PASSAGE:

Another of mine, from June 6, 2002.
“Jane Austen’s wonderful quip: ‘For what do we live, but to make sport for our neighbors, and laugh at them in our turn?’”
Mark Johnson in Gilbert! The Magazine of the Society of G.K. Chesterton Vol. 27 #4 (March/April 2024) [It turns out to be the long-suffering father of the Bennett girls in Pride and Prejudice]
“A recent article on the left-wing website Rabble.ca, of all places, accused him [Jack Layton] of being ‘a political doughnut ... All sugar icing on the outside ... and a big hole right in the middle.’”
Adam Radwanski in Ottawa Citizen April 1, 2004
“It would be impolitic to suggest [Chrystia] Freeland has gone bananas, but she has definitely been at the fruit bowl.”
Michael Higgins in National Post June 11, 2024 [re the Canadian Finance Minister and Deputy Prime Minister suddenly claiming that without their capital gains tax increase the rich will live in fortified enclaves while the poor burn everything else down].
“Many people today spend their lives in the really delightful pursuit of kickable objects.”
G.K. Chesterton in Acton Gazette December 2, 1910, quoted in “Chesterton for Today” in Gilbert: The Magazine of the Society of G.K. Chesterton Vol. 27 #2 (November/December 2023)

TASK TO COMPLETE:
Repeat word for word the part of the quotations passage from "Adam Radwanski in" up to and including "#2 (November/December 2023)". The records were taken from a separate source.

GIVEN INFORMATION:

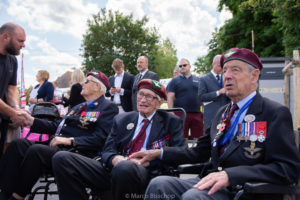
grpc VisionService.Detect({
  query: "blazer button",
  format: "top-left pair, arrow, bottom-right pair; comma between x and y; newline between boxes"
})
235,185 -> 243,190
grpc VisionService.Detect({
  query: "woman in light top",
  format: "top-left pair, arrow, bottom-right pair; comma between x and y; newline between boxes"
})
29,70 -> 54,110
63,69 -> 85,109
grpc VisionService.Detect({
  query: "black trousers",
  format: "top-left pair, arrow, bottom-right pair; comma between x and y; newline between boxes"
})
52,151 -> 110,200
52,151 -> 150,200
0,139 -> 60,197
111,161 -> 150,200
0,119 -> 8,158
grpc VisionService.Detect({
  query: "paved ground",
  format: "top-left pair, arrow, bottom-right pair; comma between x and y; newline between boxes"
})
26,174 -> 197,200
27,141 -> 197,200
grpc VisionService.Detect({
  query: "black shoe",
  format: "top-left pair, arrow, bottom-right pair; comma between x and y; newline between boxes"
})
0,189 -> 10,200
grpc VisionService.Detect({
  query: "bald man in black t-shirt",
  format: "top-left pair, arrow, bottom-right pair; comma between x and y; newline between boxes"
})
0,23 -> 26,156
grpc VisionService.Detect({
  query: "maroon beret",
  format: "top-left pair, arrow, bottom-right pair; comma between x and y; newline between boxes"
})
220,48 -> 263,71
86,70 -> 109,89
137,79 -> 167,99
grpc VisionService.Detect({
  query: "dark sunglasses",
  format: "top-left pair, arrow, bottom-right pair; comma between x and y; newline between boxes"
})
178,64 -> 188,68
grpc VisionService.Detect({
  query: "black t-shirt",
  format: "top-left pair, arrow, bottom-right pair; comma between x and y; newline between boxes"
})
0,54 -> 18,100
167,74 -> 201,113
0,54 -> 18,119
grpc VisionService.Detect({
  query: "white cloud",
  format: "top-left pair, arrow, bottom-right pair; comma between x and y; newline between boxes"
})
7,0 -> 99,39
18,35 -> 81,87
201,0 -> 219,11
106,0 -> 217,63
106,0 -> 146,19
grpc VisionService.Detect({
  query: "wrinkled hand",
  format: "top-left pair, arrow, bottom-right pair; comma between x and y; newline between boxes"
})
194,171 -> 229,195
128,149 -> 161,167
110,88 -> 116,94
29,98 -> 36,103
116,87 -> 121,93
50,137 -> 71,147
10,109 -> 32,126
111,155 -> 127,166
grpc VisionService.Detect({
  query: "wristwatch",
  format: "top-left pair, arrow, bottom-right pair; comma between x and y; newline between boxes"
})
70,137 -> 76,147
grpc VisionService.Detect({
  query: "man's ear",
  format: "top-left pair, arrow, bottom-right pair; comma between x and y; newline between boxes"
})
251,69 -> 260,82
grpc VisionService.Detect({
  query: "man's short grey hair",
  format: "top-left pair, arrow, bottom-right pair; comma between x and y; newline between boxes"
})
138,56 -> 148,63
92,76 -> 107,94
246,63 -> 256,72
213,54 -> 222,62
178,58 -> 191,65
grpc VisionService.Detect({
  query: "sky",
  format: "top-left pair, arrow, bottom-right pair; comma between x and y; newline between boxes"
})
0,0 -> 232,88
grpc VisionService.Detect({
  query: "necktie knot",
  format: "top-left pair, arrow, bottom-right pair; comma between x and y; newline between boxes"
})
228,103 -> 239,120
142,119 -> 149,124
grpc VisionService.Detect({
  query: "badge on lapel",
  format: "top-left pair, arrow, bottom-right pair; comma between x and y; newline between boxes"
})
126,123 -> 134,131
79,111 -> 100,126
151,134 -> 170,149
237,120 -> 267,159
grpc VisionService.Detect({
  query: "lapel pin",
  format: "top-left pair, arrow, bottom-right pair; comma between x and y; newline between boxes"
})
127,123 -> 134,130
244,114 -> 255,122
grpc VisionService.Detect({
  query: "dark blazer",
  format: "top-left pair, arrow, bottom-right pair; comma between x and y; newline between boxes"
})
132,70 -> 159,110
63,83 -> 85,108
102,111 -> 187,168
163,94 -> 300,188
198,72 -> 230,130
36,81 -> 54,101
105,72 -> 134,112
31,95 -> 119,157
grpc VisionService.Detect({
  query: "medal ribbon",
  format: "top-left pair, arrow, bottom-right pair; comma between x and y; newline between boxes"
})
219,95 -> 256,146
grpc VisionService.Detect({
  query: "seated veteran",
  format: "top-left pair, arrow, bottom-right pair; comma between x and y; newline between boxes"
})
52,79 -> 187,200
130,48 -> 300,200
0,71 -> 118,199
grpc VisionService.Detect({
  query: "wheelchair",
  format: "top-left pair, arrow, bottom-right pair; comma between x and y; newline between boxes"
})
176,126 -> 300,200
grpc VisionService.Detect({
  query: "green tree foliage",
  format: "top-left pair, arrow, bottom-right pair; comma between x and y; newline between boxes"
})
195,0 -> 300,72
82,9 -> 159,75
242,0 -> 300,56
153,39 -> 178,79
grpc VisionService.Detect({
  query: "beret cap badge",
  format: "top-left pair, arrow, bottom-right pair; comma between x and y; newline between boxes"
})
152,80 -> 161,89
224,49 -> 235,58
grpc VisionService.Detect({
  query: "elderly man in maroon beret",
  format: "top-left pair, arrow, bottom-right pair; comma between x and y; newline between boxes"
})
0,71 -> 118,200
131,48 -> 300,200
53,79 -> 187,200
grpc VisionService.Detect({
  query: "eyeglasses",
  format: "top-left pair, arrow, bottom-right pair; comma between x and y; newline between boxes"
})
178,64 -> 188,68
84,79 -> 97,84
137,92 -> 157,101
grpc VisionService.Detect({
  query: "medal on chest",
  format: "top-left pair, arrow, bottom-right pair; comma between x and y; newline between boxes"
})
213,106 -> 228,147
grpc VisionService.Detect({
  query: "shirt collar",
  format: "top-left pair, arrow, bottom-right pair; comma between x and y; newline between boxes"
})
231,91 -> 256,109
115,71 -> 124,78
179,74 -> 193,79
210,70 -> 222,78
138,111 -> 156,125
140,69 -> 148,76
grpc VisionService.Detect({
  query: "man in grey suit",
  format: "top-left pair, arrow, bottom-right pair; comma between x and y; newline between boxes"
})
132,56 -> 159,111
198,55 -> 229,131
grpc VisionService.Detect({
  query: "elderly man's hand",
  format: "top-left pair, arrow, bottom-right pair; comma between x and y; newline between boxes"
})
50,137 -> 71,147
111,155 -> 127,166
194,171 -> 229,195
128,149 -> 161,167
10,109 -> 32,126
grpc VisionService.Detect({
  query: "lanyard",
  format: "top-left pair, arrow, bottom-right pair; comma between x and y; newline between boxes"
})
219,95 -> 256,146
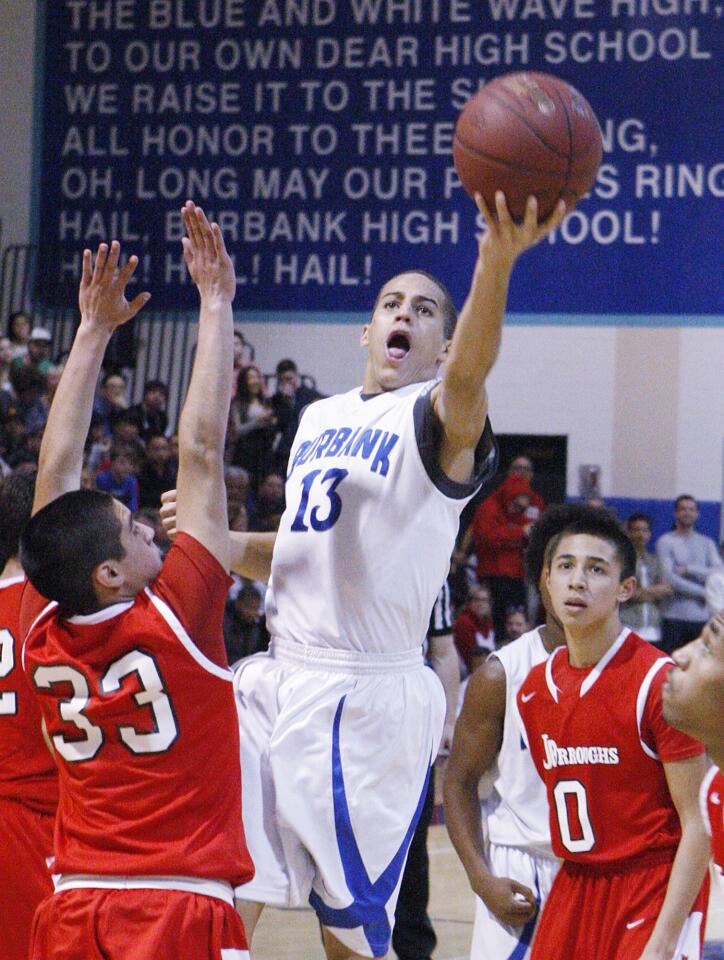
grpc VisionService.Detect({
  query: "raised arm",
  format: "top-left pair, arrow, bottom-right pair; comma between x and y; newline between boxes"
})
176,200 -> 236,570
161,490 -> 277,583
433,191 -> 566,483
33,240 -> 150,513
444,657 -> 535,926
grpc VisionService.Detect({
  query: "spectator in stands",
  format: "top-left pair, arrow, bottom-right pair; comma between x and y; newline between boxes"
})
619,513 -> 673,643
10,365 -> 48,431
704,564 -> 724,617
247,473 -> 284,533
272,359 -> 323,476
138,433 -> 178,510
8,310 -> 30,360
13,327 -> 53,375
8,423 -> 45,470
498,607 -> 530,646
456,473 -> 535,637
223,580 -> 269,666
112,410 -> 146,471
80,466 -> 98,490
656,494 -> 724,653
507,454 -> 546,521
96,446 -> 138,513
229,503 -> 249,533
229,364 -> 277,489
3,416 -> 26,469
0,337 -> 13,393
93,372 -> 128,436
453,583 -> 495,674
128,380 -> 168,443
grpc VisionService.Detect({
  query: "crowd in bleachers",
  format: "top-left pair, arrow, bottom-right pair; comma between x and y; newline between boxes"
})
0,312 -> 722,677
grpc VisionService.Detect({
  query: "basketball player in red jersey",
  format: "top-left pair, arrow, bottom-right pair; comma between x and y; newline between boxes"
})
21,202 -> 253,960
518,510 -> 709,960
0,473 -> 58,960
664,611 -> 724,883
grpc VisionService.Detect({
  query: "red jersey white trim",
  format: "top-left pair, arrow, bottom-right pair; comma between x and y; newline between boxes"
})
636,657 -> 674,760
146,587 -> 234,683
580,627 -> 631,697
55,873 -> 234,907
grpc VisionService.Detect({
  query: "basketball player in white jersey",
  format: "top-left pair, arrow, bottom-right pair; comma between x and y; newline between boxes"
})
225,193 -> 565,960
445,504 -> 608,960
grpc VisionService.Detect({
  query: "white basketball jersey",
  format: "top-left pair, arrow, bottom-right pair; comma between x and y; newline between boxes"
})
266,381 -> 495,653
487,627 -> 553,856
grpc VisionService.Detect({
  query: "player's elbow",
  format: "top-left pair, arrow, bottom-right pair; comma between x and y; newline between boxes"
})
179,434 -> 224,474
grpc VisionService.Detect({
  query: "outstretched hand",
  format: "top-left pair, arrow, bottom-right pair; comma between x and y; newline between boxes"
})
475,190 -> 566,264
78,240 -> 151,333
181,200 -> 236,302
475,877 -> 538,927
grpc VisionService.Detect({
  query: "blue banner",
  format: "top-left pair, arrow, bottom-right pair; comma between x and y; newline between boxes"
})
37,0 -> 724,323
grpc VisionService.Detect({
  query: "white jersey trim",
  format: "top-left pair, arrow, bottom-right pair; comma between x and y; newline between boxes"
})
20,600 -> 58,670
699,765 -> 719,837
146,587 -> 234,683
0,574 -> 25,590
546,646 -> 565,703
67,600 -> 136,626
55,873 -> 234,907
636,657 -> 673,760
580,627 -> 631,697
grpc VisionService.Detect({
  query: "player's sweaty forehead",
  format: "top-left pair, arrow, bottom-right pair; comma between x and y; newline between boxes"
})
372,270 -> 445,313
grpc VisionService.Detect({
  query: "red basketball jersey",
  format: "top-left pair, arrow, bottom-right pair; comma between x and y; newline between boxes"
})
700,767 -> 724,881
23,534 -> 253,885
518,630 -> 704,864
0,577 -> 58,814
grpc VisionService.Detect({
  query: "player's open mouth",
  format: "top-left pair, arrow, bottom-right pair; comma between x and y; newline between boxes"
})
385,330 -> 410,361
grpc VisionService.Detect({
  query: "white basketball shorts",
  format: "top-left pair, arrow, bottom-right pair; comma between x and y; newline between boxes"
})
234,640 -> 445,957
470,843 -> 560,960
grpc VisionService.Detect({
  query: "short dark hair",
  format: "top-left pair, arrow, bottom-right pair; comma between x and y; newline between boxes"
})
372,270 -> 458,340
20,490 -> 125,617
523,503 -> 636,588
626,513 -> 654,530
545,507 -> 636,580
0,471 -> 35,570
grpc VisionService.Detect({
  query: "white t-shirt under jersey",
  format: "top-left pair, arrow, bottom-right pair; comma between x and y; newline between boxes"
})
487,627 -> 553,856
266,380 -> 496,653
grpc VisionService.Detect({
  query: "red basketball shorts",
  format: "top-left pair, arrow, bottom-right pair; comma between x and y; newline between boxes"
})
531,859 -> 709,960
30,888 -> 249,960
0,800 -> 55,960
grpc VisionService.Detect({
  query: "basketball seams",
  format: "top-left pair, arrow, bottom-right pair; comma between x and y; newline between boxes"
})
478,87 -> 570,160
546,88 -> 576,196
452,71 -> 602,222
453,134 -> 565,180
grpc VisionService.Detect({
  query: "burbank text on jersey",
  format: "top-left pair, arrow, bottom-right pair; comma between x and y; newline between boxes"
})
542,733 -> 619,770
289,427 -> 400,477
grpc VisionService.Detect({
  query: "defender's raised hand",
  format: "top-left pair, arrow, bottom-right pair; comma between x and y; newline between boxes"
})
181,200 -> 236,302
78,240 -> 151,334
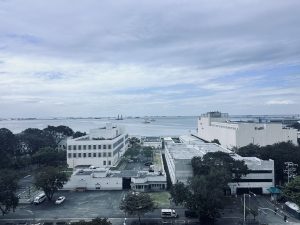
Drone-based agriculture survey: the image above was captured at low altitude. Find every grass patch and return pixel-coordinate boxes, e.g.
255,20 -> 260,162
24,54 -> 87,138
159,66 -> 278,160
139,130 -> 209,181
149,191 -> 171,208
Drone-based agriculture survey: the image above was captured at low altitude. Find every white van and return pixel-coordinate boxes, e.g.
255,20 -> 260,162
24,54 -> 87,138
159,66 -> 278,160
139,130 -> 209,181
33,193 -> 46,205
161,209 -> 178,218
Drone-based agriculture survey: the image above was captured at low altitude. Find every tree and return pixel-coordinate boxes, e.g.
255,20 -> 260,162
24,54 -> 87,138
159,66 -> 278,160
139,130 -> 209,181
71,217 -> 112,225
171,152 -> 248,224
0,169 -> 19,215
120,192 -> 155,224
283,176 -> 300,205
34,166 -> 68,200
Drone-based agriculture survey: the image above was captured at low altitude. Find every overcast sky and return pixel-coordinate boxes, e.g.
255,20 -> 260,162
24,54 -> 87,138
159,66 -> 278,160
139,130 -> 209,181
0,0 -> 300,117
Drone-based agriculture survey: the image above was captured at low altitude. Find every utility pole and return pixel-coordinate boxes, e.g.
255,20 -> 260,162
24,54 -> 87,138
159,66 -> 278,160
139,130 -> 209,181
283,162 -> 298,183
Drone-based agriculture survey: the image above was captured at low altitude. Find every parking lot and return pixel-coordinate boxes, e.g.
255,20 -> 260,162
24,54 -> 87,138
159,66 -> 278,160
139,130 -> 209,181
2,191 -> 125,220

FULL RESPONSE:
Adam Radwanski in Ottawa Citizen April 1, 2004
“It would be impolitic to suggest [Chrystia] Freeland has gone bananas, but she has definitely been at the fruit bowl.”
Michael Higgins in National Post June 11, 2024 [re the Canadian Finance Minister and Deputy Prime Minister suddenly claiming that without their capital gains tax increase the rich will live in fortified enclaves while the poor burn everything else down].
“Many people today spend their lives in the really delightful pursuit of kickable objects.”
G.K. Chesterton in Acton Gazette December 2, 1910, quoted in “Chesterton for Today” in Gilbert: The Magazine of the Society of G.K. Chesterton Vol. 27 #2 (November/December 2023)